──────── LISTING ────────
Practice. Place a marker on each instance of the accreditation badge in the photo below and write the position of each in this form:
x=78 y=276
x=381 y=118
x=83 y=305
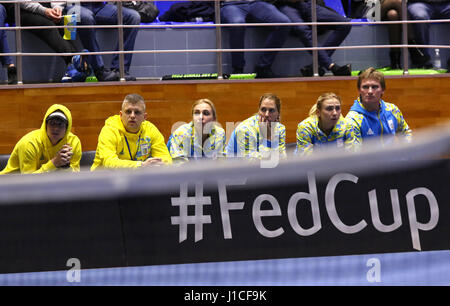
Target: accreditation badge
x=391 y=124
x=145 y=148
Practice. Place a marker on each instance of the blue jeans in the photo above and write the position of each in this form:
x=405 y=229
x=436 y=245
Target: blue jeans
x=4 y=47
x=301 y=12
x=255 y=11
x=426 y=11
x=93 y=13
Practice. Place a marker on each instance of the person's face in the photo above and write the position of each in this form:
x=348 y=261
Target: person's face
x=56 y=129
x=329 y=113
x=371 y=92
x=268 y=111
x=132 y=116
x=202 y=114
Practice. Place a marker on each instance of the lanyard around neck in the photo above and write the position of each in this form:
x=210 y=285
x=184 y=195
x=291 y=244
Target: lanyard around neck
x=129 y=150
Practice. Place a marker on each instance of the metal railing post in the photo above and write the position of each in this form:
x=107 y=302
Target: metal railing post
x=18 y=37
x=121 y=55
x=218 y=39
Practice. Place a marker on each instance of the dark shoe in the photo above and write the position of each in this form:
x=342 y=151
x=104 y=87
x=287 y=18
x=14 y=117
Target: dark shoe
x=395 y=59
x=307 y=71
x=238 y=70
x=12 y=75
x=264 y=72
x=345 y=70
x=106 y=75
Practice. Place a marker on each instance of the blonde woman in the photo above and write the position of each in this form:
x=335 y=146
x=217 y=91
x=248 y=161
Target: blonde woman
x=200 y=138
x=325 y=127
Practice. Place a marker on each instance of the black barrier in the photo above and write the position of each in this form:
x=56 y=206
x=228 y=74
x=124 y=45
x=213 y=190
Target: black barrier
x=226 y=218
x=45 y=236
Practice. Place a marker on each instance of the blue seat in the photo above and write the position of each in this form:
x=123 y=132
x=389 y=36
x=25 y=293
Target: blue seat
x=163 y=6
────────
# [THE REQUEST]
Reproduce everything from the line containing "Practice. Place a marker on each instance of the dark" down to the end of the records, requests included. Multiply each answer coordinate by 0.5 and round it to a whole number, rounding halves up. Leave the numbers in the requests and in their sample positions unchanged.

# [ANSWER BELOW]
Practice. Place a marker on each instance of the dark shoe in the photo above and write the position of each in this form:
x=342 y=151
x=104 y=87
x=287 y=18
x=14 y=117
Target: dark shoe
x=198 y=30
x=154 y=36
x=119 y=35
x=6 y=38
x=132 y=36
x=173 y=35
x=53 y=38
Practice. Place a marker on each instance of the blonde woman in the photo above and write the position of each in this form:
x=335 y=146
x=217 y=91
x=248 y=161
Target: blonde woman
x=100 y=69
x=163 y=64
Practice. Place a marker on each instance of the black barrier in the photo above and write the position of each in this form:
x=56 y=206
x=228 y=74
x=124 y=45
x=213 y=190
Target: black barrier
x=113 y=109
x=23 y=118
Practice. Place a marker on each instance of the blue seat in the photo above and write the position of each in this form:
x=123 y=132
x=389 y=36
x=25 y=293
Target: blue seat
x=82 y=3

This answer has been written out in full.